Records from a data source:

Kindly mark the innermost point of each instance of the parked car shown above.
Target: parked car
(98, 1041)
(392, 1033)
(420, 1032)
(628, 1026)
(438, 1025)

**ASSIGNMENT:** Reproduce all entries exactly, leaving each one whole.

**FINISHED TASK:**
Kindly mark the innermost point of each instance of the parked car shown above.
Target: parked car
(98, 1041)
(392, 1033)
(420, 1032)
(628, 1026)
(438, 1025)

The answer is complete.